## [PROBLEM REQUIREMENTS]
Beginning with the line containing "box: [93, 355, 125, 395]" and ending at the last line of the data, set down every line exactly, leaving out all pictures.

________________________

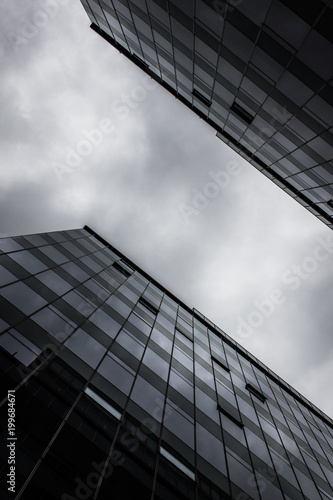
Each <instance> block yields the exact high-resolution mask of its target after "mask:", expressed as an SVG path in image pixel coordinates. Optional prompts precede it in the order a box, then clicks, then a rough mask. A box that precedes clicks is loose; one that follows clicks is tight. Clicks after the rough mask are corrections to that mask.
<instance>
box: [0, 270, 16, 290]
mask: <svg viewBox="0 0 333 500" xmlns="http://www.w3.org/2000/svg"><path fill="white" fill-rule="evenodd" d="M17 279H18V278H17V277H16V276H14V274H12V273H11V272H9V271H8V270H7V269H6V268H5V267H3V266H0V286H3V285H8V283H12V282H13V281H16V280H17Z"/></svg>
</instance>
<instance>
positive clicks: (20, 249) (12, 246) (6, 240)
mask: <svg viewBox="0 0 333 500" xmlns="http://www.w3.org/2000/svg"><path fill="white" fill-rule="evenodd" d="M0 250H2V251H3V252H4V253H7V252H14V251H15V250H22V246H21V245H20V244H19V243H17V241H15V240H14V239H13V238H0Z"/></svg>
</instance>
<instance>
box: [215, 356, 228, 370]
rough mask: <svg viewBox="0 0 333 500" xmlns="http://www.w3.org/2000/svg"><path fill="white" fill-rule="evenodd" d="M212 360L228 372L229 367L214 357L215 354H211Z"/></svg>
mask: <svg viewBox="0 0 333 500" xmlns="http://www.w3.org/2000/svg"><path fill="white" fill-rule="evenodd" d="M212 360H213V361H214V362H215V363H216V364H218V365H219V366H220V367H221V368H223V369H224V370H225V371H226V372H230V370H229V368H228V367H227V366H226V365H225V364H224V363H222V362H221V361H220V360H219V359H217V358H215V356H212Z"/></svg>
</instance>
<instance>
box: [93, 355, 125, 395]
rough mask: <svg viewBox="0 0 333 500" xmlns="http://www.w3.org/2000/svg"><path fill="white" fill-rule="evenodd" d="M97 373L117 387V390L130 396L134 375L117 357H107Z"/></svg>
mask: <svg viewBox="0 0 333 500" xmlns="http://www.w3.org/2000/svg"><path fill="white" fill-rule="evenodd" d="M97 371H98V373H100V374H101V375H103V377H105V378H106V379H107V380H109V382H111V384H113V385H115V386H116V387H117V389H119V390H120V391H122V392H123V393H124V394H129V391H130V389H131V387H132V383H133V380H134V375H133V373H130V370H129V369H128V367H126V365H125V364H124V363H123V362H122V361H121V360H120V359H119V358H117V356H115V355H114V354H109V355H108V356H106V357H105V358H104V359H103V361H102V363H101V364H100V366H99V367H98V370H97Z"/></svg>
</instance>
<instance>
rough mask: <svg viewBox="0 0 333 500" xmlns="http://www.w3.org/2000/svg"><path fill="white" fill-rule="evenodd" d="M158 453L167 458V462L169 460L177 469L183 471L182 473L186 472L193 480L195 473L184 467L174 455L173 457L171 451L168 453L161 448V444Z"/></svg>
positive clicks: (191, 478)
mask: <svg viewBox="0 0 333 500" xmlns="http://www.w3.org/2000/svg"><path fill="white" fill-rule="evenodd" d="M160 453H161V455H162V456H163V457H164V458H166V459H167V460H169V462H171V463H172V464H173V465H175V466H176V467H178V469H179V470H181V471H182V472H184V474H186V475H187V476H188V477H189V478H191V479H193V481H195V474H194V472H193V471H191V470H190V469H189V468H188V467H186V465H184V464H183V463H182V462H181V461H180V460H178V459H177V458H176V457H174V456H173V455H171V453H169V452H168V451H167V450H166V449H165V448H162V446H161V447H160Z"/></svg>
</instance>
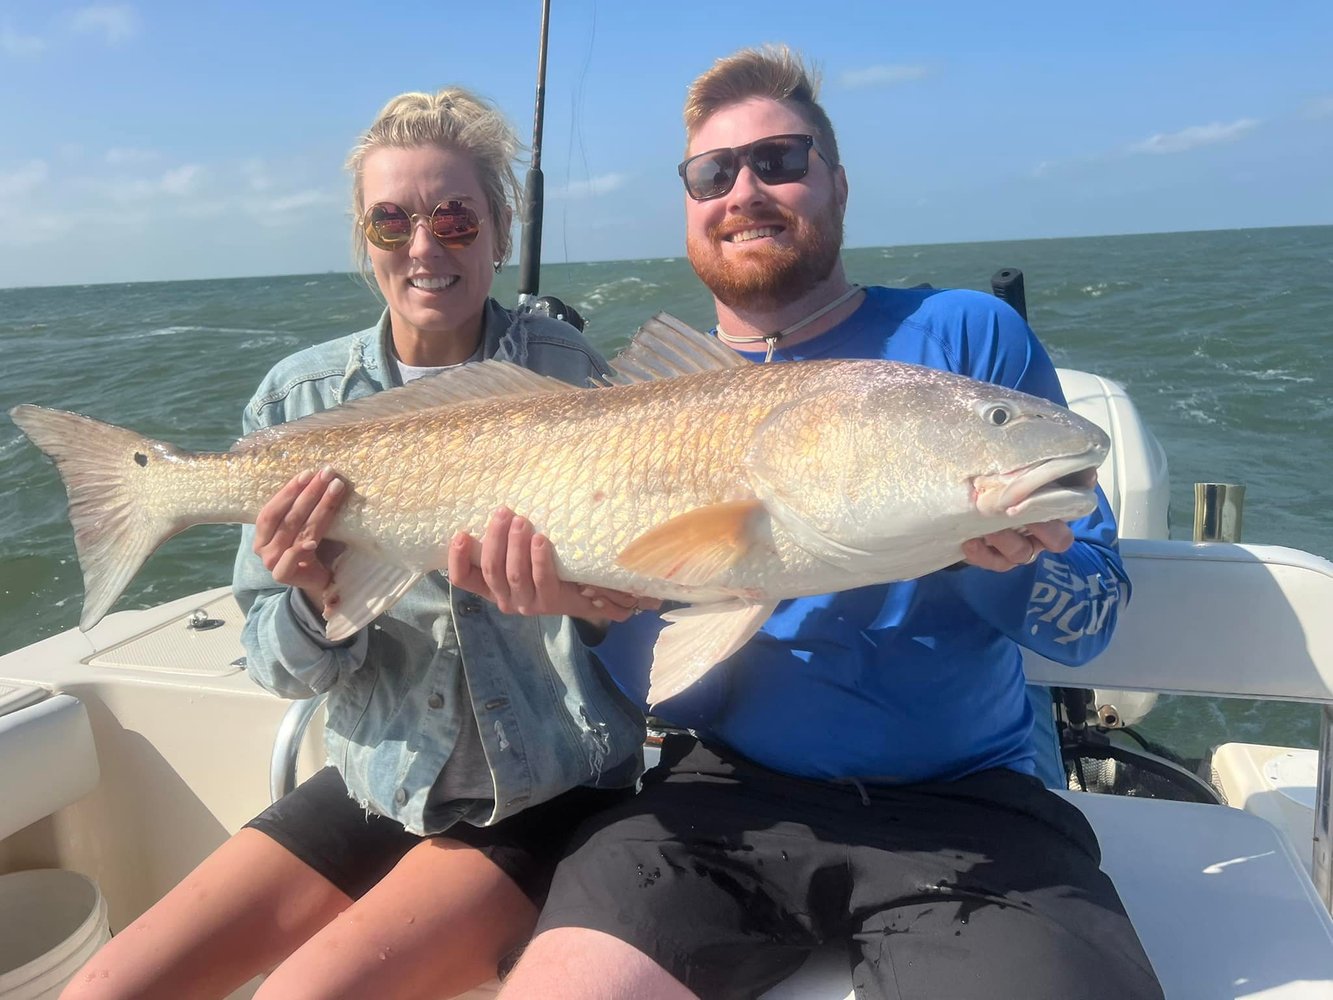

________________________

## [SOLUTION BELOW]
box: [93, 355, 125, 395]
rough mask: <svg viewBox="0 0 333 500" xmlns="http://www.w3.org/2000/svg"><path fill="white" fill-rule="evenodd" d="M97 373L117 387V390L130 396L134 375L117 357H107Z"/></svg>
mask: <svg viewBox="0 0 333 500" xmlns="http://www.w3.org/2000/svg"><path fill="white" fill-rule="evenodd" d="M97 371H98V373H100V374H101V375H103V377H105V378H106V379H107V380H109V382H111V384H113V385H115V386H116V387H117V389H119V390H120V391H122V392H123V393H124V394H129V391H130V389H131V387H132V383H133V380H134V375H133V373H130V370H129V369H128V367H126V365H125V364H124V363H123V362H122V361H121V360H120V359H119V358H117V356H115V355H114V354H109V355H108V356H106V357H105V358H104V359H103V361H102V363H101V364H100V366H99V367H98V370H97Z"/></svg>
</instance>
<instance>
rough mask: <svg viewBox="0 0 333 500" xmlns="http://www.w3.org/2000/svg"><path fill="white" fill-rule="evenodd" d="M158 453L167 458V462L169 460L177 469L183 471L182 473L186 472L193 480L195 473L184 467L174 455L173 457L171 451L168 453L161 448V444Z"/></svg>
positive clicks: (191, 478)
mask: <svg viewBox="0 0 333 500" xmlns="http://www.w3.org/2000/svg"><path fill="white" fill-rule="evenodd" d="M160 453H161V455H162V456H163V457H164V458H166V459H167V460H169V462H171V463H172V464H173V465H175V466H176V467H178V469H179V470H181V471H182V472H184V474H186V475H187V476H188V477H189V478H191V479H193V481H195V474H194V472H193V471H191V470H190V469H189V468H188V467H186V465H184V464H183V463H182V462H181V461H180V460H178V459H177V458H176V457H174V456H173V455H171V453H169V452H168V451H167V450H166V449H165V448H162V446H161V447H160Z"/></svg>
</instance>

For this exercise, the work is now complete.